- _RECORDS FOR THE TASK_
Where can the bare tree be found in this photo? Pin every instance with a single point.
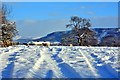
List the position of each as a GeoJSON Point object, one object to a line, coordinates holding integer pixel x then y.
{"type": "Point", "coordinates": [80, 31]}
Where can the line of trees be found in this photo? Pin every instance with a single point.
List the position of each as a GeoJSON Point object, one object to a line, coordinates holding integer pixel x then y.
{"type": "Point", "coordinates": [81, 34]}
{"type": "Point", "coordinates": [7, 28]}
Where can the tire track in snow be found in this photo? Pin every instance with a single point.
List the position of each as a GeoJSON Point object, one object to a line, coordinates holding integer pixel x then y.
{"type": "Point", "coordinates": [51, 65]}
{"type": "Point", "coordinates": [66, 69]}
{"type": "Point", "coordinates": [89, 63]}
{"type": "Point", "coordinates": [8, 70]}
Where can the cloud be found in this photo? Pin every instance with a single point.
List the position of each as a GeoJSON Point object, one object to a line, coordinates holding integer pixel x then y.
{"type": "Point", "coordinates": [105, 22]}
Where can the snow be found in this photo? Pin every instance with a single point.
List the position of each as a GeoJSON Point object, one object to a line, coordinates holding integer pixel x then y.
{"type": "Point", "coordinates": [59, 62]}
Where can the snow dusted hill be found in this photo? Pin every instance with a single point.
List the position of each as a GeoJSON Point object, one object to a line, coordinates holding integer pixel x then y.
{"type": "Point", "coordinates": [59, 62]}
{"type": "Point", "coordinates": [101, 32]}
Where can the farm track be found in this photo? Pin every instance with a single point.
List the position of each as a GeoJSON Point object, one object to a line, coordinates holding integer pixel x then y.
{"type": "Point", "coordinates": [55, 62]}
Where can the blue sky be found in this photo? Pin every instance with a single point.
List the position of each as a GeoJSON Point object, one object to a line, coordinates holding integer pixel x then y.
{"type": "Point", "coordinates": [37, 19]}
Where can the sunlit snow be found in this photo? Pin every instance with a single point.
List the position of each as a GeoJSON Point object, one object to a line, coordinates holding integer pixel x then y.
{"type": "Point", "coordinates": [59, 62]}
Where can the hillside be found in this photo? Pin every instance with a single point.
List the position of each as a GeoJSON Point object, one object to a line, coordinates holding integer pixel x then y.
{"type": "Point", "coordinates": [57, 36]}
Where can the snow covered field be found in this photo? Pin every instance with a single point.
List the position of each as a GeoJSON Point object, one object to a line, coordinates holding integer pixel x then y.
{"type": "Point", "coordinates": [59, 62]}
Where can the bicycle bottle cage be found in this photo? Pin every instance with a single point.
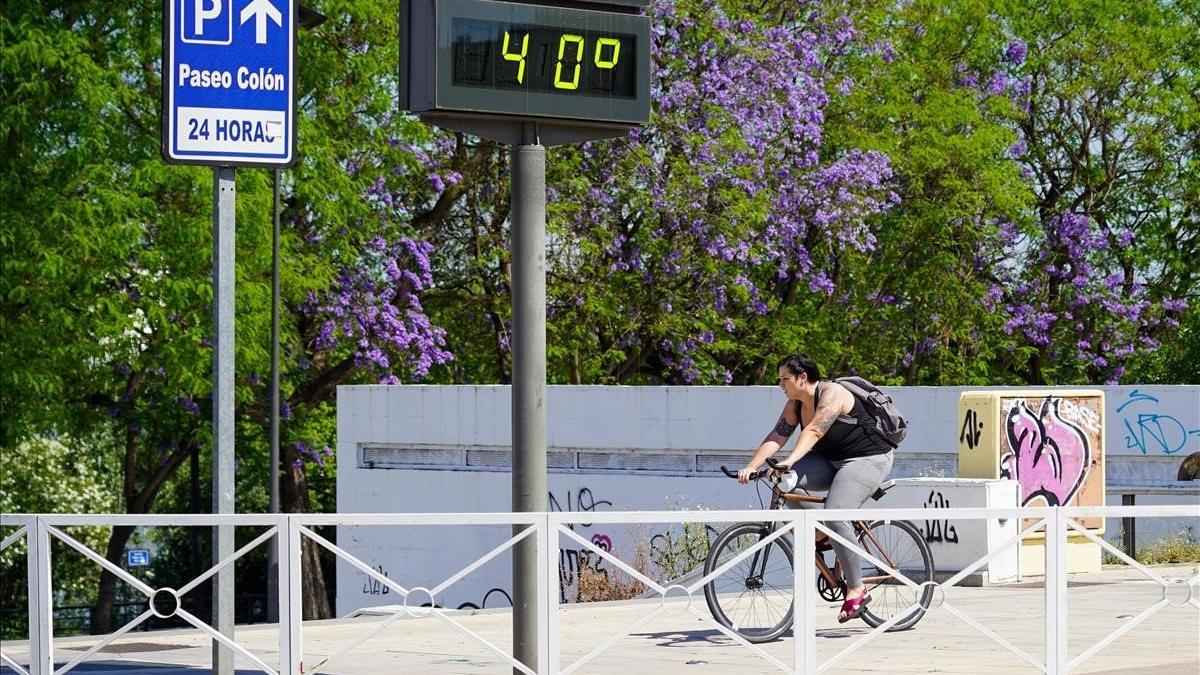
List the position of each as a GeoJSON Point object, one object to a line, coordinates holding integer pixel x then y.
{"type": "Point", "coordinates": [883, 489]}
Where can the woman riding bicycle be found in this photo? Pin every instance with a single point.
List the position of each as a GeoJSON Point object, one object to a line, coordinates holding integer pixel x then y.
{"type": "Point", "coordinates": [849, 461]}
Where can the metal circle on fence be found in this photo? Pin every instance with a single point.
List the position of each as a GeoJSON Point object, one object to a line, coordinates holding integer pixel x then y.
{"type": "Point", "coordinates": [939, 597]}
{"type": "Point", "coordinates": [409, 607]}
{"type": "Point", "coordinates": [165, 593]}
{"type": "Point", "coordinates": [685, 592]}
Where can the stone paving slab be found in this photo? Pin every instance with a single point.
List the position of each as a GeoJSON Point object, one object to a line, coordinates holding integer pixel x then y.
{"type": "Point", "coordinates": [677, 641]}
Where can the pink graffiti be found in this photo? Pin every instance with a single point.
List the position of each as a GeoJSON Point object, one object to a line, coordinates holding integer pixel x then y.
{"type": "Point", "coordinates": [1047, 454]}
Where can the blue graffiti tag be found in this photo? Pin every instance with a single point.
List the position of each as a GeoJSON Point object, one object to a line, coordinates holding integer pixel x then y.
{"type": "Point", "coordinates": [1163, 431]}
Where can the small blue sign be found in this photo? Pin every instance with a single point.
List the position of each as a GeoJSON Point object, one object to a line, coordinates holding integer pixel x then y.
{"type": "Point", "coordinates": [228, 82]}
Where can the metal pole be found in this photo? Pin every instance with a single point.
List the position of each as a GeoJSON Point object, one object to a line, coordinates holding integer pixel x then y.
{"type": "Point", "coordinates": [273, 563]}
{"type": "Point", "coordinates": [1131, 529]}
{"type": "Point", "coordinates": [225, 198]}
{"type": "Point", "coordinates": [528, 191]}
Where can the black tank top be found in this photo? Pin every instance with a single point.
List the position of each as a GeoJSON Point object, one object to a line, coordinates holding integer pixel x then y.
{"type": "Point", "coordinates": [846, 440]}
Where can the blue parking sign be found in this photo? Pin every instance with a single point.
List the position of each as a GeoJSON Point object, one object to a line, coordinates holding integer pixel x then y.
{"type": "Point", "coordinates": [228, 82]}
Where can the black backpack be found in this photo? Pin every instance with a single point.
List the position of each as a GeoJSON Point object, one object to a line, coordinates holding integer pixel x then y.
{"type": "Point", "coordinates": [888, 423]}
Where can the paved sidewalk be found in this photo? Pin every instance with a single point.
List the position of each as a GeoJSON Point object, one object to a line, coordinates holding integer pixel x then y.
{"type": "Point", "coordinates": [676, 641]}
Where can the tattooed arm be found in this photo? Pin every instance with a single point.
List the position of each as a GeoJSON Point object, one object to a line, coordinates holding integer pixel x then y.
{"type": "Point", "coordinates": [835, 400]}
{"type": "Point", "coordinates": [778, 437]}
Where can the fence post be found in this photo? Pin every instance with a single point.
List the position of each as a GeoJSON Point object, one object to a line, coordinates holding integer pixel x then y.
{"type": "Point", "coordinates": [804, 625]}
{"type": "Point", "coordinates": [1056, 592]}
{"type": "Point", "coordinates": [287, 542]}
{"type": "Point", "coordinates": [551, 581]}
{"type": "Point", "coordinates": [544, 597]}
{"type": "Point", "coordinates": [41, 608]}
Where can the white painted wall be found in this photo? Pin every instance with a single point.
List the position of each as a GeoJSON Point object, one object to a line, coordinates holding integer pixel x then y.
{"type": "Point", "coordinates": [426, 448]}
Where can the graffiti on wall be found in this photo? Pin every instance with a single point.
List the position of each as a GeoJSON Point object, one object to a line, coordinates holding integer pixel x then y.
{"type": "Point", "coordinates": [1047, 454]}
{"type": "Point", "coordinates": [1053, 448]}
{"type": "Point", "coordinates": [372, 586]}
{"type": "Point", "coordinates": [573, 560]}
{"type": "Point", "coordinates": [1150, 429]}
{"type": "Point", "coordinates": [939, 531]}
{"type": "Point", "coordinates": [971, 431]}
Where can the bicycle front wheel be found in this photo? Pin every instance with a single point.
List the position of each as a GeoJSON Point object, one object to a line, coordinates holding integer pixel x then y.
{"type": "Point", "coordinates": [898, 544]}
{"type": "Point", "coordinates": [754, 597]}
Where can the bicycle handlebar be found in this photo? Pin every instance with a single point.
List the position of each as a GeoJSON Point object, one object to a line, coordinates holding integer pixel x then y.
{"type": "Point", "coordinates": [771, 461]}
{"type": "Point", "coordinates": [754, 476]}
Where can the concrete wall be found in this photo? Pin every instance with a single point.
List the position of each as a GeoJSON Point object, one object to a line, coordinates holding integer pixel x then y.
{"type": "Point", "coordinates": [425, 448]}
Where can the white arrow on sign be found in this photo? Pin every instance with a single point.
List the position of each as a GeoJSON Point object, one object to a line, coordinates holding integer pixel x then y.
{"type": "Point", "coordinates": [261, 10]}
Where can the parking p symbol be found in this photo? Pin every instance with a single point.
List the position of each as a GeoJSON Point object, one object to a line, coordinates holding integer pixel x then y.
{"type": "Point", "coordinates": [205, 22]}
{"type": "Point", "coordinates": [204, 13]}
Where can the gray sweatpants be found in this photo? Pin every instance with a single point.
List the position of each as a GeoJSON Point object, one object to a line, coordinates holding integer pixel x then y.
{"type": "Point", "coordinates": [850, 483]}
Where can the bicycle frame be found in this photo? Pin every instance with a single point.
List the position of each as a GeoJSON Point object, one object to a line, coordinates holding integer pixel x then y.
{"type": "Point", "coordinates": [832, 577]}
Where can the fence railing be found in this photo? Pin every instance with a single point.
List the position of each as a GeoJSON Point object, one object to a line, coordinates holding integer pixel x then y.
{"type": "Point", "coordinates": [549, 531]}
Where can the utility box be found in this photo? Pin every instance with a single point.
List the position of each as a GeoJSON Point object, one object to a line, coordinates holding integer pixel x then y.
{"type": "Point", "coordinates": [1051, 443]}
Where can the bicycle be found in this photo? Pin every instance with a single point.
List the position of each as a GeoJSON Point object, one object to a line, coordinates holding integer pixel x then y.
{"type": "Point", "coordinates": [766, 575]}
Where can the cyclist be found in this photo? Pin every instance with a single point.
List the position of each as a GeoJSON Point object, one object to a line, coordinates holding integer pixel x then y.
{"type": "Point", "coordinates": [849, 461]}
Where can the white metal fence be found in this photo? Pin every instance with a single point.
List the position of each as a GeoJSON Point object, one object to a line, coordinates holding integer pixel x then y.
{"type": "Point", "coordinates": [549, 531]}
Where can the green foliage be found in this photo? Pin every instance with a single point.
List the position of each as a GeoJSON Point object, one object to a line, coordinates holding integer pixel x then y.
{"type": "Point", "coordinates": [55, 476]}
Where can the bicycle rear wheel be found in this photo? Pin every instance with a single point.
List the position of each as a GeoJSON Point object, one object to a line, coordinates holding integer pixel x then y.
{"type": "Point", "coordinates": [899, 544]}
{"type": "Point", "coordinates": [754, 597]}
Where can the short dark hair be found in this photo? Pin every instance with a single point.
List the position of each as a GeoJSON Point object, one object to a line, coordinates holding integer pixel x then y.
{"type": "Point", "coordinates": [801, 363]}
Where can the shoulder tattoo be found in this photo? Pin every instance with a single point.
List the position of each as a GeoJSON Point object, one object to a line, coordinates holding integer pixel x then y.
{"type": "Point", "coordinates": [823, 417]}
{"type": "Point", "coordinates": [784, 429]}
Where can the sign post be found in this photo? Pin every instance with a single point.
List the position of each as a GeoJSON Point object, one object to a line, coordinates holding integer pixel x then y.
{"type": "Point", "coordinates": [527, 73]}
{"type": "Point", "coordinates": [228, 100]}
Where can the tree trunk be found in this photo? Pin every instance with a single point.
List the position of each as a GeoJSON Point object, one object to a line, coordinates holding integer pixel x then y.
{"type": "Point", "coordinates": [294, 495]}
{"type": "Point", "coordinates": [101, 620]}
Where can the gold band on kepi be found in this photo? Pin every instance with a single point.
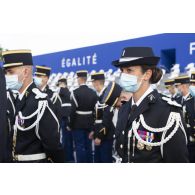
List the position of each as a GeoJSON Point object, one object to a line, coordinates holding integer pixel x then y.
{"type": "Point", "coordinates": [82, 73]}
{"type": "Point", "coordinates": [136, 56]}
{"type": "Point", "coordinates": [15, 58]}
{"type": "Point", "coordinates": [43, 70]}
{"type": "Point", "coordinates": [169, 82]}
{"type": "Point", "coordinates": [97, 76]}
{"type": "Point", "coordinates": [184, 79]}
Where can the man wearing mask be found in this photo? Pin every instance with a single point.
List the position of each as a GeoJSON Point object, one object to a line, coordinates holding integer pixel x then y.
{"type": "Point", "coordinates": [175, 94]}
{"type": "Point", "coordinates": [67, 138]}
{"type": "Point", "coordinates": [83, 100]}
{"type": "Point", "coordinates": [150, 126]}
{"type": "Point", "coordinates": [41, 78]}
{"type": "Point", "coordinates": [36, 135]}
{"type": "Point", "coordinates": [104, 127]}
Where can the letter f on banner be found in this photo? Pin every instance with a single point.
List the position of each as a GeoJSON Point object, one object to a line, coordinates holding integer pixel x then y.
{"type": "Point", "coordinates": [192, 47]}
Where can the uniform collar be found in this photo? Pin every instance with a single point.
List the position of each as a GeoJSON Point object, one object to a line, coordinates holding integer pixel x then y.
{"type": "Point", "coordinates": [21, 95]}
{"type": "Point", "coordinates": [186, 97]}
{"type": "Point", "coordinates": [147, 92]}
{"type": "Point", "coordinates": [102, 91]}
{"type": "Point", "coordinates": [44, 88]}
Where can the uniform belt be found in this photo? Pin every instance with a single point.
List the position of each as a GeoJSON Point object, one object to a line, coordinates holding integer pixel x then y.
{"type": "Point", "coordinates": [84, 112]}
{"type": "Point", "coordinates": [98, 121]}
{"type": "Point", "coordinates": [192, 139]}
{"type": "Point", "coordinates": [66, 104]}
{"type": "Point", "coordinates": [30, 157]}
{"type": "Point", "coordinates": [188, 125]}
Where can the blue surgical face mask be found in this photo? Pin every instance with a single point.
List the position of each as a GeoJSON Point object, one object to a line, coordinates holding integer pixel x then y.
{"type": "Point", "coordinates": [178, 92]}
{"type": "Point", "coordinates": [129, 82]}
{"type": "Point", "coordinates": [12, 82]}
{"type": "Point", "coordinates": [192, 90]}
{"type": "Point", "coordinates": [38, 81]}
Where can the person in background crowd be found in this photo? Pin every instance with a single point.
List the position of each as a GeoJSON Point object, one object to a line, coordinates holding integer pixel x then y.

- _TASK TO COMPLETE_
Reproduce, word for word, only the lines from the one that contains "Where can the uniform collar" through the final line.

- _TASK RESULT_
Where can the uniform collar be found in this photo? Pin every instance with a single point.
List the position of each as a GeoJSON Point object, one object to a line, coordinates holding integer pixel x then y.
{"type": "Point", "coordinates": [21, 95]}
{"type": "Point", "coordinates": [186, 97]}
{"type": "Point", "coordinates": [147, 92]}
{"type": "Point", "coordinates": [102, 91]}
{"type": "Point", "coordinates": [44, 88]}
Where can the uniform belt be found in this photo? Pin every instance with a single point.
List the position of each as a GeoJSON Point object, one object to a line, coordinates holding integer pixel x then y.
{"type": "Point", "coordinates": [84, 112]}
{"type": "Point", "coordinates": [98, 121]}
{"type": "Point", "coordinates": [192, 139]}
{"type": "Point", "coordinates": [66, 104]}
{"type": "Point", "coordinates": [30, 157]}
{"type": "Point", "coordinates": [188, 125]}
Where can the blue surgical face mask be found in this photo? Pin every instance with a single point.
List the position of each as a GeoJSON Point object, one object to a line, coordinates holding integer pixel x then y.
{"type": "Point", "coordinates": [178, 92]}
{"type": "Point", "coordinates": [129, 82]}
{"type": "Point", "coordinates": [12, 82]}
{"type": "Point", "coordinates": [192, 90]}
{"type": "Point", "coordinates": [38, 81]}
Where can the person in background crowd be found in this photo? Pin every instance with a single point.
List the position of each as a GeoJSON Point object, one object to a line, coordinates holding integer pixel x then y.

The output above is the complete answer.